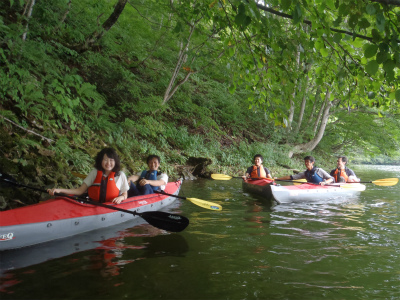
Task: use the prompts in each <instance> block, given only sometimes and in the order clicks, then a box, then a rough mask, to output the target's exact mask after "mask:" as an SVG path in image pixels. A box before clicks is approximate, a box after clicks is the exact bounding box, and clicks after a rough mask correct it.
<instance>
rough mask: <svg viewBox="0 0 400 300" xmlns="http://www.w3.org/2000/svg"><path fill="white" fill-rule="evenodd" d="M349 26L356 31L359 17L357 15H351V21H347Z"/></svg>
mask: <svg viewBox="0 0 400 300" xmlns="http://www.w3.org/2000/svg"><path fill="white" fill-rule="evenodd" d="M347 24H349V26H350V28H352V29H354V28H355V27H356V25H357V24H358V15H356V14H353V15H351V16H350V18H349V20H348V21H347Z"/></svg>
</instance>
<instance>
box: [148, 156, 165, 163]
mask: <svg viewBox="0 0 400 300" xmlns="http://www.w3.org/2000/svg"><path fill="white" fill-rule="evenodd" d="M153 158H157V160H158V163H159V164H160V163H161V159H160V157H159V156H158V155H154V154H152V155H149V156H147V160H146V161H147V164H149V161H151V160H152V159H153Z"/></svg>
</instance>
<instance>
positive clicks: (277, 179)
mask: <svg viewBox="0 0 400 300" xmlns="http://www.w3.org/2000/svg"><path fill="white" fill-rule="evenodd" d="M211 178H212V179H215V180H231V179H232V178H242V177H232V176H229V175H225V174H211ZM274 181H285V182H293V183H294V184H296V183H298V184H301V183H307V180H306V179H298V180H279V179H274ZM398 182H399V179H398V178H384V179H377V180H373V181H360V182H347V183H349V184H350V183H373V184H375V185H379V186H393V185H396V184H397V183H398Z"/></svg>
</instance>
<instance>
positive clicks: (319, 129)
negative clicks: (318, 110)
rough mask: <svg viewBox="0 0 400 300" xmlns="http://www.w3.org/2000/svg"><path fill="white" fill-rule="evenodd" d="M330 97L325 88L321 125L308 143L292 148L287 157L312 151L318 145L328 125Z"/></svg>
mask: <svg viewBox="0 0 400 300" xmlns="http://www.w3.org/2000/svg"><path fill="white" fill-rule="evenodd" d="M330 96H331V91H330V89H329V88H327V90H326V95H325V102H324V105H325V106H324V109H323V114H322V119H321V124H320V126H319V130H318V133H317V134H316V135H315V136H314V138H313V139H312V140H311V141H309V142H308V143H304V144H300V145H296V146H294V147H293V149H292V151H291V152H290V153H289V157H292V156H293V154H294V153H303V152H309V151H312V150H314V149H315V147H316V146H317V145H318V144H319V142H320V141H321V139H322V137H323V136H324V133H325V128H326V124H327V123H328V119H329V111H330V108H331V106H332V102H331V101H330ZM321 111H322V109H321Z"/></svg>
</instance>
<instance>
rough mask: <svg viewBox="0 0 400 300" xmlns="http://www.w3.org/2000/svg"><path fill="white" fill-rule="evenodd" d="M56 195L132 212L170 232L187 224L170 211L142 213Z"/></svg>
mask: <svg viewBox="0 0 400 300" xmlns="http://www.w3.org/2000/svg"><path fill="white" fill-rule="evenodd" d="M56 195H57V196H62V197H67V198H70V199H73V200H76V201H82V202H84V203H89V204H92V205H96V206H101V207H105V208H108V209H113V210H118V211H122V212H125V213H129V214H132V215H134V216H139V217H141V218H143V219H144V220H146V222H147V223H149V224H150V225H152V226H154V227H157V228H160V229H164V230H167V231H171V232H180V231H182V230H184V229H185V228H186V227H187V226H188V225H189V219H188V218H186V217H184V216H180V215H176V214H170V213H166V212H162V211H145V212H142V213H138V212H136V211H130V210H127V209H123V208H119V207H115V206H111V205H107V204H103V203H100V202H97V201H93V200H91V199H90V198H84V197H78V196H70V195H66V194H62V193H57V194H56Z"/></svg>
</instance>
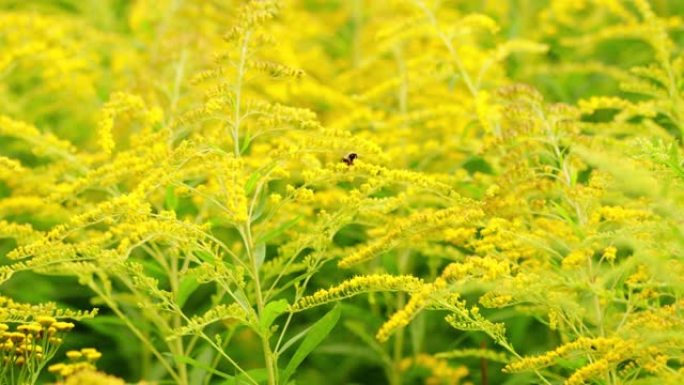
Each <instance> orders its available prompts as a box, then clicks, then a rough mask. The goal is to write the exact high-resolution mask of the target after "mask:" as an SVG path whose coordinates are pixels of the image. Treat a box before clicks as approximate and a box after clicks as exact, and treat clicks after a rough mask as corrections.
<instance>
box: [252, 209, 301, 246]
mask: <svg viewBox="0 0 684 385" xmlns="http://www.w3.org/2000/svg"><path fill="white" fill-rule="evenodd" d="M301 219H302V216H301V215H298V216H296V217H295V218H293V219H290V220H289V221H287V222H285V223H283V224H281V225H280V226H278V227H276V228H275V229H273V230H271V231H269V232H267V233H266V234H264V235H262V236H261V237H260V238H259V242H263V243H267V242H268V241H270V240H271V239H273V238H276V237H278V236H279V235H280V234H282V233H284V232H285V230H287V229H289V228H290V227H292V226H294V225H296V224H297V222H299V221H300V220H301Z"/></svg>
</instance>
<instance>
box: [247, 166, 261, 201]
mask: <svg viewBox="0 0 684 385" xmlns="http://www.w3.org/2000/svg"><path fill="white" fill-rule="evenodd" d="M259 178H261V173H260V172H259V171H254V172H253V173H252V175H250V176H249V179H247V183H245V195H247V196H250V195H252V193H253V192H254V188H255V187H256V183H257V182H258V181H259Z"/></svg>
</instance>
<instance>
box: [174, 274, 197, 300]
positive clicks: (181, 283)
mask: <svg viewBox="0 0 684 385" xmlns="http://www.w3.org/2000/svg"><path fill="white" fill-rule="evenodd" d="M199 285H200V284H199V282H197V279H196V278H195V277H194V276H192V275H186V276H185V277H183V279H182V280H181V282H180V285H178V293H176V303H177V304H178V307H180V308H182V307H183V305H185V302H186V301H187V300H188V298H190V295H191V294H192V293H193V292H194V291H195V290H197V288H198V287H199Z"/></svg>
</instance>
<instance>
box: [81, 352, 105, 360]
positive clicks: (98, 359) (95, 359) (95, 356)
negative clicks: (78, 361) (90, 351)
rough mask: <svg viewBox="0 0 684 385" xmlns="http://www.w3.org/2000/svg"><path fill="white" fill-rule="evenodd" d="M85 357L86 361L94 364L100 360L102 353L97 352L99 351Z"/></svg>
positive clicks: (86, 355)
mask: <svg viewBox="0 0 684 385" xmlns="http://www.w3.org/2000/svg"><path fill="white" fill-rule="evenodd" d="M85 357H86V359H87V360H88V361H90V362H94V361H97V360H99V359H100V358H101V357H102V353H100V352H97V351H95V352H90V353H86V354H85Z"/></svg>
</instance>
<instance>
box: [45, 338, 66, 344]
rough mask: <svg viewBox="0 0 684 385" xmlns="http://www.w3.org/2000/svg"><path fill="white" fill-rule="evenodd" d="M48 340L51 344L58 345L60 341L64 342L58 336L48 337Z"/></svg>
mask: <svg viewBox="0 0 684 385" xmlns="http://www.w3.org/2000/svg"><path fill="white" fill-rule="evenodd" d="M48 342H50V343H51V344H53V345H60V344H61V343H62V342H64V340H63V339H61V338H60V337H50V339H49V340H48Z"/></svg>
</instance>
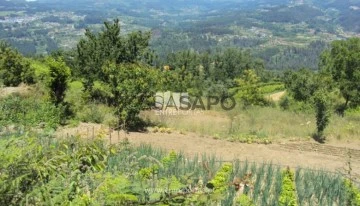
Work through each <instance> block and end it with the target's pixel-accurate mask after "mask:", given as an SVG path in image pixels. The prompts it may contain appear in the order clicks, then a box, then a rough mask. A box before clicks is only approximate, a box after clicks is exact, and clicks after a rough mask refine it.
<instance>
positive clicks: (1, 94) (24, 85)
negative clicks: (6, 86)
mask: <svg viewBox="0 0 360 206" xmlns="http://www.w3.org/2000/svg"><path fill="white" fill-rule="evenodd" d="M30 91H31V87H29V86H27V85H24V84H21V85H19V86H18V87H3V88H1V87H0V98H3V97H6V96H9V95H11V94H20V95H26V94H28V93H29V92H30Z"/></svg>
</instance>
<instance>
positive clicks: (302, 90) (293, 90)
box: [284, 69, 317, 102]
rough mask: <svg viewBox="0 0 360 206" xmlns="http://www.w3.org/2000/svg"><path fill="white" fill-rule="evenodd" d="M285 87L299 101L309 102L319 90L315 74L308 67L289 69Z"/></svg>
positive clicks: (284, 79)
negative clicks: (317, 90) (312, 97)
mask: <svg viewBox="0 0 360 206" xmlns="http://www.w3.org/2000/svg"><path fill="white" fill-rule="evenodd" d="M284 81H285V88H286V89H287V91H288V92H289V93H290V94H291V95H292V96H293V97H294V99H295V100H297V101H302V102H308V101H310V100H311V97H312V96H313V95H314V93H315V91H316V90H317V82H316V79H315V74H314V73H313V72H312V71H310V70H308V69H300V70H299V71H296V72H294V71H287V72H285V74H284Z"/></svg>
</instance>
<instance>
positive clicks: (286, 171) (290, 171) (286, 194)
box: [279, 168, 297, 206]
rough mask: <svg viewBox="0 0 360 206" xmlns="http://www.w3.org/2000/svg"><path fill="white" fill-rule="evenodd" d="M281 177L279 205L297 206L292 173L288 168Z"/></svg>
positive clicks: (286, 205) (295, 194)
mask: <svg viewBox="0 0 360 206" xmlns="http://www.w3.org/2000/svg"><path fill="white" fill-rule="evenodd" d="M282 175H283V183H282V188H281V194H280V198H279V203H280V205H281V206H285V205H286V206H297V199H296V190H295V183H294V180H295V177H294V173H293V172H292V171H291V170H290V169H289V168H288V169H287V170H285V171H284V172H283V174H282Z"/></svg>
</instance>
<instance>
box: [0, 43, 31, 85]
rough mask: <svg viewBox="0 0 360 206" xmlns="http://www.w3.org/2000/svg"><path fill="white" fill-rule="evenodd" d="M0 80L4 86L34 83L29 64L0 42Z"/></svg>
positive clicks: (28, 63) (7, 44)
mask: <svg viewBox="0 0 360 206" xmlns="http://www.w3.org/2000/svg"><path fill="white" fill-rule="evenodd" d="M0 80H2V82H3V84H4V85H5V86H18V85H19V84H20V83H21V82H24V83H27V84H32V83H34V70H33V69H31V67H30V64H29V62H28V61H27V60H26V59H25V58H24V57H23V56H22V55H21V54H20V53H19V52H17V51H16V50H13V49H11V48H10V47H9V45H8V44H6V43H3V42H0Z"/></svg>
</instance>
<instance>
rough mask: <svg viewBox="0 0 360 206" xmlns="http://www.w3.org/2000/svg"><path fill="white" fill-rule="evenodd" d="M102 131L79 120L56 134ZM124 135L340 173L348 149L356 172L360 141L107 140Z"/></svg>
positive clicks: (161, 145) (186, 149)
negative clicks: (78, 124) (235, 142)
mask: <svg viewBox="0 0 360 206" xmlns="http://www.w3.org/2000/svg"><path fill="white" fill-rule="evenodd" d="M93 133H94V135H95V136H96V135H97V134H102V135H103V137H104V138H108V139H110V135H109V134H110V132H109V131H108V129H106V128H105V127H103V126H101V125H98V124H85V123H81V124H80V125H79V126H78V127H75V128H62V129H60V130H59V131H58V132H57V134H58V136H66V135H80V136H82V137H89V136H90V137H91V136H92V134H93ZM125 138H127V139H128V140H129V141H130V143H133V144H135V145H140V144H151V145H152V146H154V147H160V148H163V149H165V150H174V151H177V152H183V153H185V154H187V155H189V156H193V155H197V154H198V155H202V154H204V153H206V154H208V155H216V156H217V157H219V158H222V160H224V161H232V160H233V159H240V160H242V161H245V160H248V161H254V162H258V163H263V162H268V163H269V162H272V163H274V164H279V165H283V166H290V167H293V168H295V167H302V168H311V169H324V170H327V171H333V172H337V171H340V172H344V168H345V166H346V162H347V160H348V155H347V153H348V151H350V152H351V156H352V158H351V162H352V167H353V172H354V173H356V174H360V150H359V149H356V148H360V141H354V140H352V141H351V143H350V142H345V141H342V142H340V143H339V142H330V143H328V144H318V143H314V142H313V141H301V142H291V141H288V140H287V141H284V142H281V143H274V144H271V145H261V144H242V143H235V142H229V141H226V140H216V139H213V138H208V137H201V136H199V135H197V134H194V133H187V134H180V133H177V132H173V133H171V134H167V133H151V132H146V133H137V132H131V133H128V134H125V133H123V132H117V131H113V132H111V143H117V142H118V141H122V140H124V139H125Z"/></svg>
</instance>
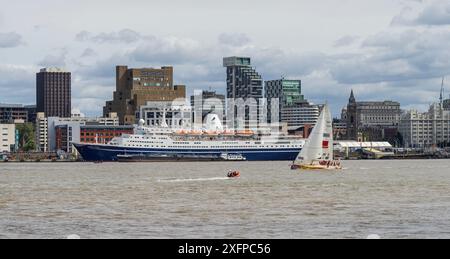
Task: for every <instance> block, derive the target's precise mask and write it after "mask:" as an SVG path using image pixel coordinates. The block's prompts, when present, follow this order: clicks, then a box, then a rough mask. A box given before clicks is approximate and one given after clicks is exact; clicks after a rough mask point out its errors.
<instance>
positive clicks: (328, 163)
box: [291, 104, 342, 170]
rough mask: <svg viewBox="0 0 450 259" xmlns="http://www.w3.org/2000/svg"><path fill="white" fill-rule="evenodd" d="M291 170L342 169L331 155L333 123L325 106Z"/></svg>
mask: <svg viewBox="0 0 450 259" xmlns="http://www.w3.org/2000/svg"><path fill="white" fill-rule="evenodd" d="M291 168H292V169H293V170H296V169H305V170H315V169H329V170H337V169H342V166H341V162H340V161H339V160H335V159H334V154H333V121H332V118H331V113H330V109H329V107H328V105H327V104H326V105H325V106H324V108H323V110H322V113H321V114H320V116H319V119H318V121H317V124H316V126H315V127H314V129H313V131H312V132H311V135H310V136H309V138H308V140H307V141H306V143H305V145H304V146H303V149H302V150H301V151H300V153H299V154H298V156H297V159H296V160H295V161H294V164H293V165H292V167H291Z"/></svg>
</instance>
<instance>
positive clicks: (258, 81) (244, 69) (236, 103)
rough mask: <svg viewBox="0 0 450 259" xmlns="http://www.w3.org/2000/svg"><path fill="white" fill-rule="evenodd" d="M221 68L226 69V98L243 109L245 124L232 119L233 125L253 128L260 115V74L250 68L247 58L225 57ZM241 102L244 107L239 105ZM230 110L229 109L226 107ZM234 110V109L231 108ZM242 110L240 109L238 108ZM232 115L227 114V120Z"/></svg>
mask: <svg viewBox="0 0 450 259" xmlns="http://www.w3.org/2000/svg"><path fill="white" fill-rule="evenodd" d="M223 66H224V67H226V69H227V98H228V99H229V100H228V103H230V99H231V100H232V101H235V102H236V104H237V105H241V106H243V107H244V109H245V116H244V119H245V124H246V125H236V124H240V123H239V122H238V120H237V118H234V122H235V123H234V125H235V126H238V127H243V126H245V127H248V126H250V125H251V126H252V127H254V126H255V125H256V124H257V123H258V121H259V120H260V115H262V114H261V113H262V111H261V110H262V109H261V108H262V107H263V104H262V103H261V99H262V98H263V80H262V77H261V75H260V74H258V72H256V70H255V69H254V68H253V67H252V66H251V60H250V58H248V57H227V58H224V59H223ZM238 100H241V101H243V102H244V103H245V105H244V104H243V103H242V104H239V103H238V102H237V101H238ZM228 108H230V107H228ZM232 108H234V107H232ZM240 108H242V107H240ZM232 117H235V116H233V114H228V115H227V118H228V120H229V121H230V120H232Z"/></svg>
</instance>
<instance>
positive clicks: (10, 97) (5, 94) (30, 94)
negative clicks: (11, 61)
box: [0, 64, 36, 104]
mask: <svg viewBox="0 0 450 259" xmlns="http://www.w3.org/2000/svg"><path fill="white" fill-rule="evenodd" d="M35 71H36V67H34V66H24V65H12V64H0V89H1V92H2V94H1V95H0V103H25V104H32V103H35V88H34V85H35V78H36V75H35Z"/></svg>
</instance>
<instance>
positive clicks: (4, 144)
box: [0, 124, 16, 153]
mask: <svg viewBox="0 0 450 259" xmlns="http://www.w3.org/2000/svg"><path fill="white" fill-rule="evenodd" d="M15 144H16V126H15V124H0V153H3V152H11V151H14V146H15Z"/></svg>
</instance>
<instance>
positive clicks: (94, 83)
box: [0, 0, 450, 115]
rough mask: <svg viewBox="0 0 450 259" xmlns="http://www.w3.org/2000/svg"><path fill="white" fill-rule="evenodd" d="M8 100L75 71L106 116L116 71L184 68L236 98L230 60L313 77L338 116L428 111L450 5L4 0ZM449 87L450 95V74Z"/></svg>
mask: <svg viewBox="0 0 450 259" xmlns="http://www.w3.org/2000/svg"><path fill="white" fill-rule="evenodd" d="M0 6H2V8H1V9H0V102H1V103H24V104H33V103H35V73H36V72H37V71H38V70H39V69H40V68H41V67H48V66H59V67H64V68H66V69H67V70H69V71H71V72H72V77H73V80H72V95H73V101H72V105H73V108H79V109H81V111H82V112H84V113H86V114H88V115H101V112H102V106H103V105H104V103H105V101H106V100H109V99H111V98H112V92H113V91H114V89H115V66H116V65H119V64H123V65H129V66H130V67H160V66H165V65H172V66H174V73H175V74H174V77H175V83H177V84H185V85H187V86H188V91H189V93H192V92H193V90H194V89H209V88H210V87H211V88H212V89H215V90H217V91H218V92H222V93H224V92H225V77H226V76H225V69H224V68H223V67H222V57H224V56H231V55H243V56H250V57H252V63H253V65H254V66H255V67H256V69H257V71H258V72H259V73H260V74H261V75H262V76H263V79H264V80H271V79H277V78H280V77H281V76H282V75H283V76H285V77H287V78H295V79H301V80H302V81H303V91H304V94H305V95H306V97H307V98H308V99H309V100H311V101H312V102H314V103H324V102H325V101H328V102H329V103H330V104H331V105H332V108H333V111H334V113H335V114H339V112H340V109H341V108H342V107H344V106H345V105H346V103H347V100H348V97H349V94H350V90H351V89H354V90H355V95H356V98H357V100H385V99H390V100H396V101H400V102H401V103H402V108H404V109H409V108H413V107H415V108H418V109H419V110H424V109H427V107H428V105H429V104H430V103H432V102H435V101H437V100H438V98H439V90H440V84H441V78H442V76H444V75H450V1H448V0H423V1H420V0H277V1H275V0H270V1H269V0H227V1H212V0H195V1H194V0H190V1H189V0H128V1H118V0H95V1H92V0H90V1H87V0H77V1H68V0H39V1H28V0H27V1H26V0H15V1H9V0H8V1H7V0H0ZM447 81H448V83H447V89H448V92H447V93H450V76H449V78H448V80H447Z"/></svg>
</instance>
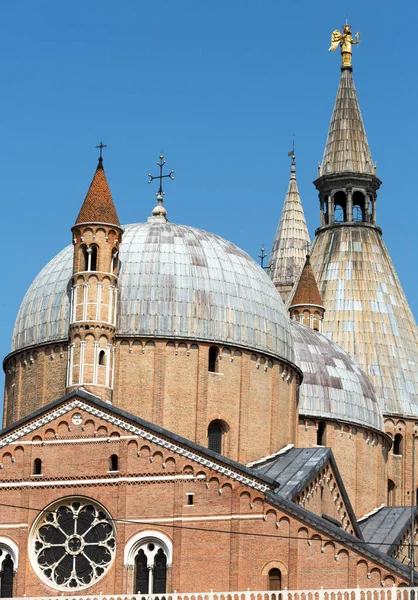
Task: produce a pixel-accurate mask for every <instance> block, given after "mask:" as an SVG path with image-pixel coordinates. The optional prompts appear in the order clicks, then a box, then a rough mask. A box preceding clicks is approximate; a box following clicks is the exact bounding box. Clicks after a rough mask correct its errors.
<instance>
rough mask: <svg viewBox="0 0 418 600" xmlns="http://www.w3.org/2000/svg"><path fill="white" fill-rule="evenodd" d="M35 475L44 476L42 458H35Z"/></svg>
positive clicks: (34, 462) (34, 467)
mask: <svg viewBox="0 0 418 600" xmlns="http://www.w3.org/2000/svg"><path fill="white" fill-rule="evenodd" d="M33 475H42V461H41V459H40V458H35V460H34V461H33Z"/></svg>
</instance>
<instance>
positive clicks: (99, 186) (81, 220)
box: [75, 160, 120, 227]
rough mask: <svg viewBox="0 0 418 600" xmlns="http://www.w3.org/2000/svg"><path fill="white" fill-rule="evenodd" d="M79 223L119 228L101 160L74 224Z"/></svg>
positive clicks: (117, 219) (102, 163)
mask: <svg viewBox="0 0 418 600" xmlns="http://www.w3.org/2000/svg"><path fill="white" fill-rule="evenodd" d="M80 223H110V224H111V225H117V226H118V227H120V223H119V218H118V215H117V212H116V208H115V205H114V204H113V200H112V194H111V193H110V189H109V184H108V183H107V179H106V175H105V172H104V169H103V162H102V161H101V160H99V165H98V167H97V169H96V172H95V174H94V176H93V180H92V182H91V184H90V187H89V191H88V192H87V196H86V198H85V200H84V202H83V206H82V207H81V210H80V212H79V215H78V217H77V220H76V222H75V224H76V225H78V224H80Z"/></svg>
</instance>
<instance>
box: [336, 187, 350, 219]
mask: <svg viewBox="0 0 418 600" xmlns="http://www.w3.org/2000/svg"><path fill="white" fill-rule="evenodd" d="M345 221H347V196H346V194H345V192H337V193H336V194H335V195H334V222H335V223H344V222H345Z"/></svg>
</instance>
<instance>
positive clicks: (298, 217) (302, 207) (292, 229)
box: [268, 151, 310, 301]
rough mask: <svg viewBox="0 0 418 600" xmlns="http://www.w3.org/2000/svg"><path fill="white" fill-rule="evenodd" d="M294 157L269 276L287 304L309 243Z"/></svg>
mask: <svg viewBox="0 0 418 600" xmlns="http://www.w3.org/2000/svg"><path fill="white" fill-rule="evenodd" d="M289 156H291V157H292V165H291V169H290V182H289V187H288V190H287V194H286V197H285V201H284V205H283V209H282V214H281V217H280V221H279V225H278V227H277V231H276V236H275V238H274V241H273V247H272V250H271V253H270V260H269V267H268V273H269V275H270V278H271V279H272V280H273V283H274V285H275V286H276V288H277V290H278V291H279V292H280V294H281V296H282V299H283V301H286V299H287V296H288V294H289V292H290V291H291V289H292V287H293V285H294V283H295V281H296V280H297V279H298V277H299V275H300V272H301V271H302V268H303V265H304V263H305V255H306V246H307V244H308V243H309V242H310V239H309V232H308V226H307V225H306V220H305V214H304V212H303V207H302V202H301V199H300V195H299V190H298V184H297V181H296V161H295V155H294V153H293V151H292V152H289Z"/></svg>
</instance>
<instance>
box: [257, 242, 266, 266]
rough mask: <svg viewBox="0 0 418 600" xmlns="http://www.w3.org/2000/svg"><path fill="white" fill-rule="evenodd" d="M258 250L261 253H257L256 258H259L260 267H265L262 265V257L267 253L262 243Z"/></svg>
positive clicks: (263, 262) (263, 259)
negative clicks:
____
• What this task involves:
Scan the data above for the string "with" and copy each line where it appears.

• Response below:
Work through each <instance> block and end it with the target's pixel-accurate mask after "mask:", given as an SVG path in image pixels. The prompts it may contain appear in the order clicks, then a box, then a rough mask. A box before clicks is only approximate, a box after clicks is exact, and clicks after a rough mask refine it.
Task: produce a pixel-accurate mask for every <instance> block, given after "mask:" as an SVG path with image-pixel coordinates. The optional prompts appear in the order clicks, then a box, then a rough mask. A box preceding clicks is approximate; a box following clicks is the exact bounding box. Clicks after a rough mask correct its errors.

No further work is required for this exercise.